Given records
------------------------------------

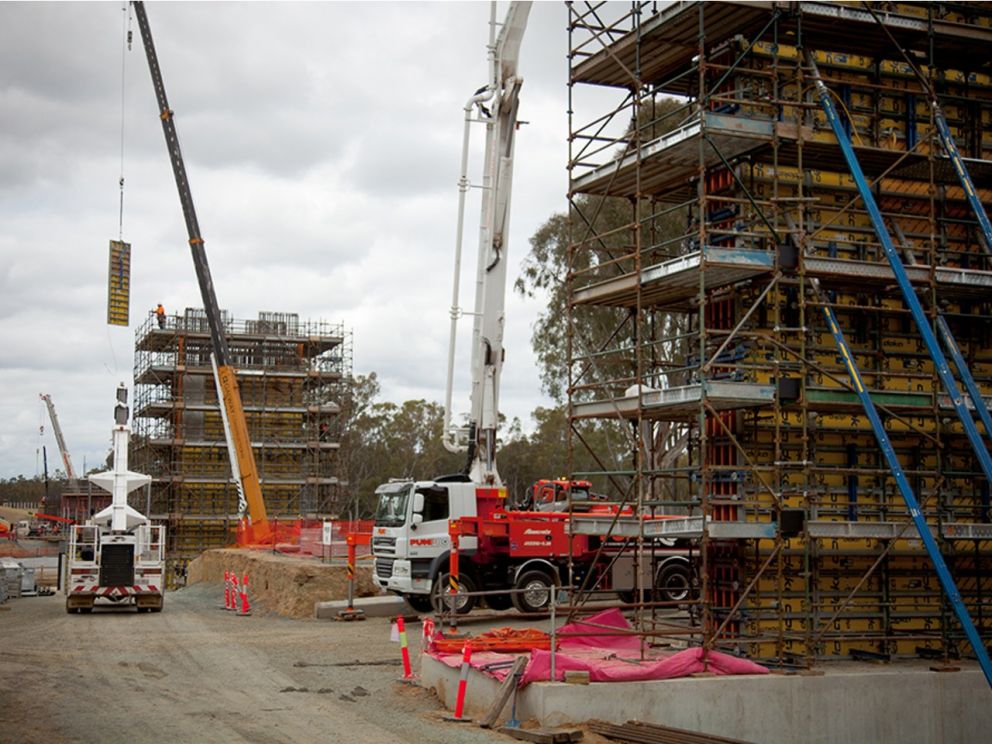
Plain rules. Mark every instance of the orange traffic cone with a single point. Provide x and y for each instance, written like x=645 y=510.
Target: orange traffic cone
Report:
x=245 y=608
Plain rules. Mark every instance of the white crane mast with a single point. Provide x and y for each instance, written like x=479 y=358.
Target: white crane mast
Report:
x=497 y=107
x=69 y=470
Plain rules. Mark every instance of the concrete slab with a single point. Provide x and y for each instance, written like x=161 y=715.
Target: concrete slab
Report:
x=903 y=703
x=384 y=606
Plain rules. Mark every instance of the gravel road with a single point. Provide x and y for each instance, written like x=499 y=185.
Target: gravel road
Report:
x=194 y=673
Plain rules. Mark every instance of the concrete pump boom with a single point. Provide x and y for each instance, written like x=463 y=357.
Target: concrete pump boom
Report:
x=497 y=108
x=244 y=464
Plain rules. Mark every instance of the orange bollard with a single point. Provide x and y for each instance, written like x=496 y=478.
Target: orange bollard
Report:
x=245 y=607
x=462 y=685
x=351 y=613
x=427 y=635
x=404 y=649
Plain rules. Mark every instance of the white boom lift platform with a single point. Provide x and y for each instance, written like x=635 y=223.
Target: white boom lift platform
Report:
x=118 y=555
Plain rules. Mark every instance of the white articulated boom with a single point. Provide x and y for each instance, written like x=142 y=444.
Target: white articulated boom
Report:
x=63 y=450
x=496 y=104
x=118 y=556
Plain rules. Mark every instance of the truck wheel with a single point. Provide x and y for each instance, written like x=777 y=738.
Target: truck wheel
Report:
x=533 y=591
x=674 y=582
x=419 y=602
x=441 y=603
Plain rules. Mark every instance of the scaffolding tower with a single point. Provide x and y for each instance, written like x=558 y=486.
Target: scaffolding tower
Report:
x=715 y=228
x=292 y=376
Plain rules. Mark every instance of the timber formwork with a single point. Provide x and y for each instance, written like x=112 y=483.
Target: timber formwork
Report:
x=291 y=375
x=699 y=124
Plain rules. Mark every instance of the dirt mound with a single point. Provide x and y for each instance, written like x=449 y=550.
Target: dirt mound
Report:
x=287 y=585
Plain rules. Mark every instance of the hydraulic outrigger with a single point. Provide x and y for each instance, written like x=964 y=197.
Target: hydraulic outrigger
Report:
x=243 y=464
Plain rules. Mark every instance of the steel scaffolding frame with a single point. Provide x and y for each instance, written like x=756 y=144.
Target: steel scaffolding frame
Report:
x=291 y=375
x=721 y=376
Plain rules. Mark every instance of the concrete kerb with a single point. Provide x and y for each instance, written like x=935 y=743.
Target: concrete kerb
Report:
x=900 y=704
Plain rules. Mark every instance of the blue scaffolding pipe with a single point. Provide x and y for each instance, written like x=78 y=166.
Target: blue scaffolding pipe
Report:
x=943 y=370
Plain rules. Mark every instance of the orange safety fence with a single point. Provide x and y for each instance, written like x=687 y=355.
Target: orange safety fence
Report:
x=306 y=537
x=500 y=640
x=12 y=550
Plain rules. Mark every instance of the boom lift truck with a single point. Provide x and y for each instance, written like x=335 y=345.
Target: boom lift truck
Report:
x=243 y=466
x=497 y=548
x=118 y=555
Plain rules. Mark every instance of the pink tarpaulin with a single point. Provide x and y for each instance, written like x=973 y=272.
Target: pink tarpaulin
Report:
x=588 y=645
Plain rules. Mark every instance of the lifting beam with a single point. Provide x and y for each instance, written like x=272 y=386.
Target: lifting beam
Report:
x=943 y=370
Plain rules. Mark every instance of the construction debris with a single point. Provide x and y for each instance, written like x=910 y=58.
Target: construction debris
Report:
x=544 y=736
x=650 y=733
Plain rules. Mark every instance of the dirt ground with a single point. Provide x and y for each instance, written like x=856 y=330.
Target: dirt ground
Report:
x=287 y=585
x=195 y=673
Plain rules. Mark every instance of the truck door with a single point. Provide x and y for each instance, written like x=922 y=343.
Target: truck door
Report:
x=429 y=531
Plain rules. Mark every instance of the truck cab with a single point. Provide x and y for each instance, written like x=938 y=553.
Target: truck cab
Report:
x=410 y=539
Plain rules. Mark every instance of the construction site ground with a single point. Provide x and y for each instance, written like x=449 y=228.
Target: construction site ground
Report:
x=197 y=673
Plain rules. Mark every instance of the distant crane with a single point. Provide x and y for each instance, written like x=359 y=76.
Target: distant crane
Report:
x=69 y=470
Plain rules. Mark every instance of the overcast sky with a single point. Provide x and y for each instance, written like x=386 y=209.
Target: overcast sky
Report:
x=322 y=142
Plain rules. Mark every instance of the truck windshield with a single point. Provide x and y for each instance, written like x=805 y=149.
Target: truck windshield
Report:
x=391 y=509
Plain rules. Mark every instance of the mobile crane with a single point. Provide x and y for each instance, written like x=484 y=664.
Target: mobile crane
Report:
x=243 y=465
x=421 y=526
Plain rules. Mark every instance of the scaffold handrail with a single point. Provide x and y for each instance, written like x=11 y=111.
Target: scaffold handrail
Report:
x=940 y=363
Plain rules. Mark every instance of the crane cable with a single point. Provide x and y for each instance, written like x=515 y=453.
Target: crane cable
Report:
x=126 y=35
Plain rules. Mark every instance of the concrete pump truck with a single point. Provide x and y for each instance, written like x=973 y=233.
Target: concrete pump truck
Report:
x=522 y=553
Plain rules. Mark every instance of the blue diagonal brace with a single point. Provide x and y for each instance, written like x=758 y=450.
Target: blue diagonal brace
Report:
x=882 y=436
x=909 y=296
x=940 y=363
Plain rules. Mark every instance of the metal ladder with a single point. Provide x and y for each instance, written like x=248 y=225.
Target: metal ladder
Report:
x=940 y=363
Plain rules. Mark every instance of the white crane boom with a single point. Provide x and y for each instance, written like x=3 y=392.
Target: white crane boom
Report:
x=69 y=470
x=500 y=117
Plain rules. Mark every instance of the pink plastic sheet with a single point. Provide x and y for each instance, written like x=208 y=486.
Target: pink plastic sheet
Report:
x=587 y=645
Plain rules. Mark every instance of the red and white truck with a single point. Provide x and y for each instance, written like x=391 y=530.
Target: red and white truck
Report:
x=523 y=549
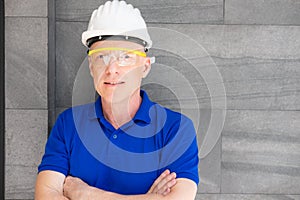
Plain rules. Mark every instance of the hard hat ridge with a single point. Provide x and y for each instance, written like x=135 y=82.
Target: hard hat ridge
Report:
x=117 y=18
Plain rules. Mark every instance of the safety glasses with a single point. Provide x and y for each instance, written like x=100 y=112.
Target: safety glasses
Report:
x=123 y=56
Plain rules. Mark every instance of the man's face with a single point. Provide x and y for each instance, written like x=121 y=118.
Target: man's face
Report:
x=117 y=70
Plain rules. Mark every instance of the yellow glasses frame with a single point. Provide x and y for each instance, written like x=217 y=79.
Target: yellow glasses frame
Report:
x=139 y=53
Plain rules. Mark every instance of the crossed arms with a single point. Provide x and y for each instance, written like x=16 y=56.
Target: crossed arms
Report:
x=56 y=186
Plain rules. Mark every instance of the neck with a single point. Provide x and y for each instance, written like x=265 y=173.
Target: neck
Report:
x=121 y=112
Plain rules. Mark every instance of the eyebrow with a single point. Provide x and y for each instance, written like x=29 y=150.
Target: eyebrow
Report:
x=140 y=53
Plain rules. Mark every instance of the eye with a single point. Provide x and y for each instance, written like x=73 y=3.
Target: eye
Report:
x=101 y=56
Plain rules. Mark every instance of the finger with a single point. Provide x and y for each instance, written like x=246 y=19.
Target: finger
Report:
x=158 y=180
x=166 y=192
x=167 y=186
x=161 y=185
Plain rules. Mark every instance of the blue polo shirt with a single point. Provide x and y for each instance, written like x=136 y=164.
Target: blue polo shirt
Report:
x=126 y=160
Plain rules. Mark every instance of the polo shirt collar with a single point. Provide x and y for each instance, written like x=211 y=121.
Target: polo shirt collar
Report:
x=142 y=114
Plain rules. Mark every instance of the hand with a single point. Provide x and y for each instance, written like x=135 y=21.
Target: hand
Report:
x=75 y=188
x=164 y=183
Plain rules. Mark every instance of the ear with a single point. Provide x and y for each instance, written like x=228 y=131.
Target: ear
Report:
x=90 y=67
x=147 y=67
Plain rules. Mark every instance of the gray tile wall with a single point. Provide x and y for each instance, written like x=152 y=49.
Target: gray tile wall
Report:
x=255 y=46
x=26 y=38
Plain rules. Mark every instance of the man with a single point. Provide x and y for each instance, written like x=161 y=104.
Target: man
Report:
x=123 y=146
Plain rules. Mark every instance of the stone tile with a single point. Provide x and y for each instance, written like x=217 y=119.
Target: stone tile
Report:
x=261 y=152
x=254 y=77
x=231 y=41
x=262 y=12
x=20 y=181
x=210 y=171
x=25 y=138
x=268 y=84
x=70 y=54
x=31 y=8
x=245 y=197
x=26 y=134
x=26 y=63
x=170 y=11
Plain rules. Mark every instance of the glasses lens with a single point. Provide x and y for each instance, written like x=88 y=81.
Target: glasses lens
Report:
x=123 y=58
x=127 y=59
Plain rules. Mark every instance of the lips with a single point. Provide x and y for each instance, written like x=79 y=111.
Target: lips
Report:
x=113 y=82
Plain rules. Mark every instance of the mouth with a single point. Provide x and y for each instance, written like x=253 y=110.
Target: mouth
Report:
x=113 y=82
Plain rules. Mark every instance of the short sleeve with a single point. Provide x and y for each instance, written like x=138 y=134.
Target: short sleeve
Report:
x=185 y=150
x=56 y=154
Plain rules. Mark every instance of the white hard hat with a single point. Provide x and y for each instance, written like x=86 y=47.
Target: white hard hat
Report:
x=118 y=20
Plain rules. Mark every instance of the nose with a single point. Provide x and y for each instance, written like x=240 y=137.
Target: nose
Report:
x=112 y=67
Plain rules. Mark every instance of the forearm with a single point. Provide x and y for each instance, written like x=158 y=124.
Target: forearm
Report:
x=46 y=194
x=183 y=190
x=49 y=185
x=97 y=194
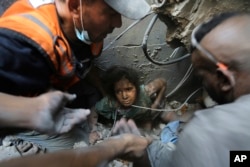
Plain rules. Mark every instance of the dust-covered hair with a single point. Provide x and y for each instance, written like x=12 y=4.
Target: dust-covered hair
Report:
x=115 y=74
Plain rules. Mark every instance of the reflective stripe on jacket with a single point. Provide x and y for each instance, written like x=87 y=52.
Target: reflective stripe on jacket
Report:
x=41 y=28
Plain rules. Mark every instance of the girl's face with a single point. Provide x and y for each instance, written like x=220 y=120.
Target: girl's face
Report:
x=125 y=92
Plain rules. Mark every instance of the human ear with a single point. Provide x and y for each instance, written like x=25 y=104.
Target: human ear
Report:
x=226 y=79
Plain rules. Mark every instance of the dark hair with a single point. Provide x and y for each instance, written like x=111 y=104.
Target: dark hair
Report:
x=211 y=24
x=115 y=74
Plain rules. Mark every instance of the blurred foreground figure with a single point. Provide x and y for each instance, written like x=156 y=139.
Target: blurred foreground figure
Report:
x=220 y=55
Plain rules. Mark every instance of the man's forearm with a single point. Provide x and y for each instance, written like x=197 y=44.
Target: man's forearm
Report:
x=94 y=156
x=14 y=111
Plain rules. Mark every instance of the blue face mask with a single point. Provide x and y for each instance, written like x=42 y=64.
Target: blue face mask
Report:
x=82 y=36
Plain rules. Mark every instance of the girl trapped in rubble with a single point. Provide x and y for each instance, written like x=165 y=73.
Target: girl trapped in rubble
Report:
x=125 y=94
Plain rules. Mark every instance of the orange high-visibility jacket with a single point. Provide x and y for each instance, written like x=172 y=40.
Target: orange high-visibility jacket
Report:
x=41 y=27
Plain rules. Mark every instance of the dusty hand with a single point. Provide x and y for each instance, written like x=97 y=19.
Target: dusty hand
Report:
x=135 y=144
x=53 y=117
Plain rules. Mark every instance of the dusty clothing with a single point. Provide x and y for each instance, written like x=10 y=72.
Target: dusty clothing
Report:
x=41 y=60
x=110 y=109
x=209 y=136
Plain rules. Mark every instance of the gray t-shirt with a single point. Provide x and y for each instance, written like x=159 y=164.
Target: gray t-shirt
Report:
x=208 y=138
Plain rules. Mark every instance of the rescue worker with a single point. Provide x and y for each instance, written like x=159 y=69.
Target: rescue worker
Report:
x=212 y=133
x=51 y=44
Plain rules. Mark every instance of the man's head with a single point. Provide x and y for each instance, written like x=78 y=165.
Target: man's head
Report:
x=92 y=20
x=221 y=56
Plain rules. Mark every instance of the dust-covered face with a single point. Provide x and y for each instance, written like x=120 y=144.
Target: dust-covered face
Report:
x=125 y=92
x=99 y=19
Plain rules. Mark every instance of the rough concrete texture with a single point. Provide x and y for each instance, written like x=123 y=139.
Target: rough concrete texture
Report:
x=182 y=17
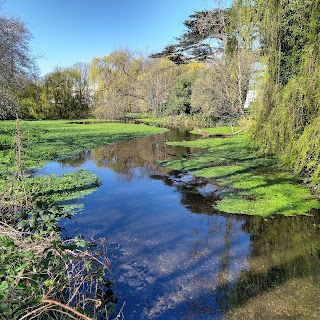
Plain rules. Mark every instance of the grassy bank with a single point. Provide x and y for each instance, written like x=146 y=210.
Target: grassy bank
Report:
x=250 y=184
x=44 y=141
x=42 y=275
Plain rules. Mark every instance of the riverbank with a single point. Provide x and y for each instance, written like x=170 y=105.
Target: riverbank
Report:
x=249 y=184
x=43 y=141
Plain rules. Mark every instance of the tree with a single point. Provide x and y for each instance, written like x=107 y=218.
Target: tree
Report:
x=66 y=93
x=155 y=84
x=114 y=79
x=16 y=63
x=179 y=100
x=286 y=117
x=216 y=37
x=206 y=30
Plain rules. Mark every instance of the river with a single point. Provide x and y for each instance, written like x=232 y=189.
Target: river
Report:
x=174 y=256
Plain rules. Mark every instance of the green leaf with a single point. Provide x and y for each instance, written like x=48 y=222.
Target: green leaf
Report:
x=4 y=286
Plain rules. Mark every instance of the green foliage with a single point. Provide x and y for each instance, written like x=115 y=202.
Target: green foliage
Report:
x=180 y=94
x=31 y=270
x=250 y=184
x=47 y=140
x=51 y=200
x=286 y=115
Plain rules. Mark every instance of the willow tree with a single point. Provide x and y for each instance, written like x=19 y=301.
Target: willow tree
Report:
x=114 y=81
x=217 y=38
x=286 y=117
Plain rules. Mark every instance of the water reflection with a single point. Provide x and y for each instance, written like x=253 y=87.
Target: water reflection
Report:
x=174 y=256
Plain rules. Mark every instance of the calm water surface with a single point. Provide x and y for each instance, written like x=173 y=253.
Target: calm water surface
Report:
x=174 y=256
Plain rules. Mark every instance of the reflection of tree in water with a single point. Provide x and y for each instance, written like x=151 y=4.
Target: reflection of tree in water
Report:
x=198 y=195
x=284 y=250
x=137 y=158
x=76 y=160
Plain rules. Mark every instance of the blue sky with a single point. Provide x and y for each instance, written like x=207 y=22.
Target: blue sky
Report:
x=70 y=31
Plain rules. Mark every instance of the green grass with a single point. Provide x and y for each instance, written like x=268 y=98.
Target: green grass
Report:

------------------------------------

Given exercise
Can you copy out the data word for word, starting at the line that contains "Plain rules. Mark every instance of the finger" and ending at the line that contains "x=126 y=160"?

The answer
Plain rules. Mark every instance of the finger with a single point. Provide x and y for each instance, written like x=246 y=19.
Target: finger
Report:
x=158 y=180
x=166 y=192
x=167 y=186
x=161 y=185
Plain rules. Mark every instance of the blue polo shirt with a single point. Provide x and y for each instance, written like x=136 y=164.
Target: blue polo shirt
Report:
x=126 y=160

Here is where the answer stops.